» Exercise objective: Write out every entry again exactly as it stands.

★ ★ ★ ★

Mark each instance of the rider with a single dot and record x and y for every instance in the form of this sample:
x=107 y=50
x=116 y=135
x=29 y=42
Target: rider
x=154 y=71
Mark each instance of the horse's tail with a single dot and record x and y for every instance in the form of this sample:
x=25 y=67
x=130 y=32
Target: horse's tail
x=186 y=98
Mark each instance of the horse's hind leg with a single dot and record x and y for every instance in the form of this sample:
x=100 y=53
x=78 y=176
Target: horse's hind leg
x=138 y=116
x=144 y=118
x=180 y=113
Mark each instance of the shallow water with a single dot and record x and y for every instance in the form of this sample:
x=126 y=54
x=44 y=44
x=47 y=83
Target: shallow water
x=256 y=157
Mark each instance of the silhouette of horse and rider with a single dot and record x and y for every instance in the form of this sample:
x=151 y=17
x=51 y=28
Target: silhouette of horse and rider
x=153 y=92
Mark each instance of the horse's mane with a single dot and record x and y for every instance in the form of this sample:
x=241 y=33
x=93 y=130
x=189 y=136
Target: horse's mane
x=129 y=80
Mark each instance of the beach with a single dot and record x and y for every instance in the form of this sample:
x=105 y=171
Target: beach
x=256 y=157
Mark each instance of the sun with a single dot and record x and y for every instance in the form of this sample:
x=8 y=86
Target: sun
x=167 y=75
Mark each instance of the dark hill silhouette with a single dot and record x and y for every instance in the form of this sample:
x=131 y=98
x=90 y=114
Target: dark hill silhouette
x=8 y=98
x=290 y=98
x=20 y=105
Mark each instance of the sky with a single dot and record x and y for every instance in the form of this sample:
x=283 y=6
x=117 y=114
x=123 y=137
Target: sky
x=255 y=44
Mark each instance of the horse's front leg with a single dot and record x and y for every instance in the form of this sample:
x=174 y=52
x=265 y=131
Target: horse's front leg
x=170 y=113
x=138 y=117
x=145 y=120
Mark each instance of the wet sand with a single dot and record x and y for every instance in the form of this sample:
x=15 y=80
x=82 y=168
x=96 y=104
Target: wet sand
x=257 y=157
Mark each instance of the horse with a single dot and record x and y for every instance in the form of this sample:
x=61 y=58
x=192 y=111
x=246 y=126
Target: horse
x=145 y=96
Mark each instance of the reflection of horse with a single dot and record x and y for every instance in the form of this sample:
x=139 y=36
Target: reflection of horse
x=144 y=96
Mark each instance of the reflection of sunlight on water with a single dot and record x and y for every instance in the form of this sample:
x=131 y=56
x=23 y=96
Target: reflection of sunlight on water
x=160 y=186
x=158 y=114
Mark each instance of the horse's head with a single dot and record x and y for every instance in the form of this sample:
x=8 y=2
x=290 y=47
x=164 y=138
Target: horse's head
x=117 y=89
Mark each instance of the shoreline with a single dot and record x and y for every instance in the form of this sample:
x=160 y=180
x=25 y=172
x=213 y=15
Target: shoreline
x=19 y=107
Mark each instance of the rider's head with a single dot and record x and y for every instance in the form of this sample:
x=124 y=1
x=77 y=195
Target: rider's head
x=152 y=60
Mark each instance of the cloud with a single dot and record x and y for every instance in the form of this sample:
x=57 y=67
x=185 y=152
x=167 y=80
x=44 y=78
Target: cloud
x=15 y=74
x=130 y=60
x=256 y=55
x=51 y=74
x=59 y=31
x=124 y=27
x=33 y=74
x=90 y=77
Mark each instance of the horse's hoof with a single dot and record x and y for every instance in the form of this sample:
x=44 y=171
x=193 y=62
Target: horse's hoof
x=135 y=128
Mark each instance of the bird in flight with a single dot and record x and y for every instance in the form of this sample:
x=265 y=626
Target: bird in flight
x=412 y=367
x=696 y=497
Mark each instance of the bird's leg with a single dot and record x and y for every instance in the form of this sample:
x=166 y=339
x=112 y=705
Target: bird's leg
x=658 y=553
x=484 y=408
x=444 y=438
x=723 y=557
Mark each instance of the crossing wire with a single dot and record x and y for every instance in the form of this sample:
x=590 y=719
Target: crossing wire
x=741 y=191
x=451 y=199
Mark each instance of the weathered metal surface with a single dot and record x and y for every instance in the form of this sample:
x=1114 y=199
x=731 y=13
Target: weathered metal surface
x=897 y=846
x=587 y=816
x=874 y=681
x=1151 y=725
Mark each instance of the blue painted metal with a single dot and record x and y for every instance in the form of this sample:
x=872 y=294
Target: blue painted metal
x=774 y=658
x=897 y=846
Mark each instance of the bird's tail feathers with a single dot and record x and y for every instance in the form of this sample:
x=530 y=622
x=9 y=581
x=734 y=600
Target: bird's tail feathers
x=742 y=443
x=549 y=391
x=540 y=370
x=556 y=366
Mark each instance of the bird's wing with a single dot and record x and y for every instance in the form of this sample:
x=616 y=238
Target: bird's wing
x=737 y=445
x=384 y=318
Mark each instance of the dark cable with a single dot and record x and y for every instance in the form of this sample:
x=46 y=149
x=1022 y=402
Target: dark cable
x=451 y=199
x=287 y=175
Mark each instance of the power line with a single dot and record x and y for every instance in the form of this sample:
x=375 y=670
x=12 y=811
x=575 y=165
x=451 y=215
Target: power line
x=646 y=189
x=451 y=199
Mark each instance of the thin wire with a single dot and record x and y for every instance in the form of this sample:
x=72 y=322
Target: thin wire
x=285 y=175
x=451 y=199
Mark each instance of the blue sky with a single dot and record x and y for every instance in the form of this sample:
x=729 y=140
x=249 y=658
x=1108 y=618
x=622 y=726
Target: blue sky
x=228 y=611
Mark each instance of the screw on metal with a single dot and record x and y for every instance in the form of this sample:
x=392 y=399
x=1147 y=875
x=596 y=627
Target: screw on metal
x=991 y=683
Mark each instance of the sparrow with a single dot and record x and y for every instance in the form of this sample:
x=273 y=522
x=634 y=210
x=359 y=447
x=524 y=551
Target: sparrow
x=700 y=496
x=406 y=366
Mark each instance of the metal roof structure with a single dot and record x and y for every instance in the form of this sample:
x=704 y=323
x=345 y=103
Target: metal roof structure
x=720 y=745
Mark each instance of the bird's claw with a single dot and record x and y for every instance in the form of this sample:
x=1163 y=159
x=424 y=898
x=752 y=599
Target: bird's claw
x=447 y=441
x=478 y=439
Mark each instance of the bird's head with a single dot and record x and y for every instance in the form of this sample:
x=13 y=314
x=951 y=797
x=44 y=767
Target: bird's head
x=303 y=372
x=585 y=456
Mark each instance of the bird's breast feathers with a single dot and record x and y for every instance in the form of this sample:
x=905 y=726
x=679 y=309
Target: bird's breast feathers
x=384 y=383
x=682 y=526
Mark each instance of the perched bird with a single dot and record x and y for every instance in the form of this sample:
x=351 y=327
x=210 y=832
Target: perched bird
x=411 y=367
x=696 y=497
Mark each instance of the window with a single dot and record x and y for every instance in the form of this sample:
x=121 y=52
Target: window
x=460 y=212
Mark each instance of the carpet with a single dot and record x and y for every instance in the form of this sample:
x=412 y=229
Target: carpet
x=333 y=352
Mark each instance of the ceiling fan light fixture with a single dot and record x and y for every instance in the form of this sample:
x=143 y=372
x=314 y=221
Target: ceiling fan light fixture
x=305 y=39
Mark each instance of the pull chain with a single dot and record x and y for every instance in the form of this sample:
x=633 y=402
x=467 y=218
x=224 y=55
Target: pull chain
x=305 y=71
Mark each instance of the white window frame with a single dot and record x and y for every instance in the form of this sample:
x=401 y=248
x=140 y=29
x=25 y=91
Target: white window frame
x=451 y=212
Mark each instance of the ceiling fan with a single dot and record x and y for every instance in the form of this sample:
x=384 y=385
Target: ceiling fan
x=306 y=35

★ ★ ★ ★

» Solution to this task:
Mark each instance of the rider with a single dot and record x and y for every instance in the form of this sample:
x=107 y=50
x=116 y=135
x=29 y=42
Target: rider
x=154 y=71
Mark each instance of the horse's tail with a single dot and record x and y for every instance in the form of this sample:
x=25 y=67
x=130 y=32
Target: horse's tail
x=186 y=98
Mark each instance of the horse's hind leg with a single dot and record x and y for every instance in the form of this sample:
x=100 y=53
x=78 y=176
Target: horse's hind leg
x=138 y=116
x=144 y=118
x=180 y=113
Mark each instance of the shallow water with a single dot and record x and y for every instance in the form of this sample:
x=126 y=54
x=44 y=44
x=47 y=83
Target: shallow water
x=256 y=157
Mark each instance of the silhouette of horse and rider with a single dot and record x and y for every instance in the form of this sample:
x=151 y=17
x=51 y=28
Target: silhouette of horse and rider
x=153 y=92
Mark each instance of the horse's mane with a single dot and record x and y for every instance in the form of this sample:
x=241 y=33
x=93 y=130
x=189 y=136
Target: horse's mane
x=129 y=80
Mark each instance of the beach with a single dot and record x and y for every instance in the form of this sample:
x=105 y=171
Target: beach
x=256 y=157
Mark each instance of the sun with a single dot and record x and y for every instance in the form of this sample:
x=8 y=86
Target: sun
x=167 y=75
Mark each instance of the dark hill silhouette with a single dot and record x and y for every instance in the form of this sample:
x=131 y=98
x=90 y=114
Target: dark hill silhouette
x=8 y=98
x=290 y=98
x=20 y=105
Mark each instance of the sky with a single dot and record x and y for every instance in the form of this sample:
x=283 y=6
x=117 y=114
x=123 y=137
Target: sky
x=255 y=44
Mark each instance of the horse's front leg with a single dot and record x and y for every instance in the form of this sample:
x=174 y=52
x=265 y=131
Target: horse's front leg
x=170 y=113
x=138 y=117
x=145 y=120
Mark each instance of the wet sand with a single dot and record x and y for every instance in the form of this sample:
x=15 y=80
x=82 y=168
x=96 y=104
Target: wet sand
x=257 y=157
Mark each instance of the horse with a single dot and record x and y for every instance in the form of this sample:
x=61 y=58
x=192 y=111
x=246 y=126
Target: horse
x=145 y=96
Mark each instance of the reflection of horse with a single dot and record x and y for every instance in the form of this sample:
x=139 y=36
Target: reflection of horse
x=144 y=96
Mark each instance of the reflection of sunlight on water with a single dot and record x and y for every instance in the form of this sample:
x=131 y=56
x=23 y=96
Target: reflection of sunlight on water
x=160 y=186
x=158 y=114
Mark each instance of the horse's head with a single dot and record x and y for every instance in the form of this sample:
x=8 y=2
x=290 y=47
x=164 y=138
Target: horse's head
x=117 y=89
Mark each instance of the shoreline with a single dot and record x and y for every instance in the form of this sample:
x=160 y=180
x=25 y=172
x=213 y=15
Target: shoreline
x=19 y=107
Mark each instance of the rider's head with a single dot and record x and y for every instance in the form of this sample:
x=124 y=1
x=77 y=195
Target: rider's head
x=152 y=60
Mark each instance of the cloud with a single dot and record x and y for every instance in the form of this sample:
x=57 y=67
x=185 y=152
x=167 y=80
x=44 y=78
Target: cloud
x=15 y=74
x=130 y=60
x=256 y=55
x=51 y=74
x=59 y=31
x=124 y=27
x=33 y=74
x=90 y=77
Mark each instance of the horse's hoof with a single dot and record x and y for every instance in the form of this sample:
x=44 y=171
x=193 y=62
Target: horse's hoof
x=135 y=128
Mark each instance of the bird in flight with a single dot and record x and y for every instance in the form of this sample:
x=265 y=626
Target: bird in flight
x=412 y=367
x=696 y=497
Mark each instance of the bird's leg with a single dot and record x and y for every instance in the form of this sample:
x=166 y=339
x=112 y=705
Target: bird's leg
x=658 y=553
x=484 y=408
x=444 y=438
x=723 y=557
Mark each instance of the crossing wire with a single dot and record x and y for every instance in the form of this sample:
x=590 y=719
Target: crossing wire
x=741 y=191
x=451 y=199
Mark each instance of the weathered metal surface with a single dot and record x and y for every instance in the form of this sample:
x=1114 y=199
x=731 y=13
Target: weathered metal surface
x=897 y=846
x=587 y=816
x=874 y=681
x=1151 y=725
Mark each instance of the blue painted metal with a single dot and record x and y for every instance in the form of this sample:
x=872 y=294
Target: blue painted metal
x=774 y=658
x=897 y=846
Mark each instance of the bird's tail feathers with a single dot and record x and y for every instance in the form of this sample:
x=530 y=622
x=9 y=581
x=734 y=600
Target: bird's tail feathers
x=742 y=443
x=549 y=391
x=540 y=370
x=556 y=366
Mark each instance of the bird's wing with a single dot and record x and y for every instance in the form of this sample:
x=616 y=238
Target: bird's wing
x=737 y=445
x=384 y=318
Mark each instance of the dark cable with a single dot and record x and y for every instance in the form of this sample:
x=46 y=149
x=1022 y=402
Target: dark cable
x=451 y=199
x=287 y=175
Mark each instance of the power line with a single dot and record x and y for every instance in the form of this sample:
x=375 y=670
x=12 y=811
x=575 y=165
x=451 y=215
Target: power line
x=646 y=189
x=451 y=199
Mark each instance of the thin wire with a single dot and record x and y for every instance in the form of this sample:
x=72 y=322
Target: thin wire
x=285 y=175
x=451 y=199
Mark each instance of the blue sky with a single dot and record x and y for every instance in the form of this sample:
x=729 y=140
x=249 y=658
x=1108 y=618
x=622 y=726
Target: blue sky
x=228 y=611
Mark each instance of the screw on metal with a single dot and record x and y for every instance in the form of this sample:
x=392 y=399
x=1147 y=875
x=596 y=627
Target: screw on metal
x=991 y=683
Mark each instance of the sparrow with a single dot and record x and y for every instance in the form of this sample:
x=273 y=522
x=634 y=210
x=359 y=447
x=524 y=551
Target: sparrow
x=700 y=496
x=406 y=366
Mark each instance of the metal roof structure with a single dot and record x and y for every instance in the form of this sample:
x=704 y=323
x=345 y=103
Target: metal roof structure
x=720 y=745
Mark each instance of the bird's claw with a single dot and record x and y for every instance in the form of this sample:
x=1163 y=159
x=424 y=898
x=752 y=599
Target: bird's claw
x=447 y=441
x=478 y=439
Mark each instance of the bird's head with a single dot and record x and y for every instance in the form of this sample:
x=13 y=314
x=951 y=797
x=44 y=767
Target: bird's head
x=303 y=372
x=585 y=456
Mark each instance of the bird's breast feathers with a single dot and record x and y for every instance in the form of this sample:
x=905 y=726
x=679 y=309
Target: bird's breast feathers
x=384 y=383
x=682 y=526
Mark each instance of the perched bird with a single dot and record x and y for every instance in the form of this sample:
x=351 y=327
x=210 y=832
Target: perched bird
x=411 y=367
x=696 y=497
Mark each instance of the window with a single dot and record x and y for every instance in the form of this sample:
x=121 y=52
Target: window
x=460 y=212
Mark each instance of the carpet with a single dot and record x and y for every instance in the form of this sample:
x=412 y=229
Target: carpet
x=333 y=352
Mark each instance of the ceiling fan light fixture with a single dot and record x and y for every instance in the form of this sample:
x=143 y=372
x=314 y=221
Target: ceiling fan light fixture
x=305 y=39
Mark each instance of the pull chain with a single dot and record x and y for every instance in the form of this sample:
x=633 y=402
x=467 y=218
x=224 y=55
Target: pull chain
x=305 y=71
Mark each instance of the white window frame with a single dot and record x and y for every instance in the form of this sample:
x=401 y=248
x=140 y=29
x=25 y=91
Target: white window frame
x=451 y=212
Mark each instance of the ceiling fan with a single dot and record x and y for every instance in the form of this sample:
x=384 y=385
Target: ceiling fan
x=306 y=35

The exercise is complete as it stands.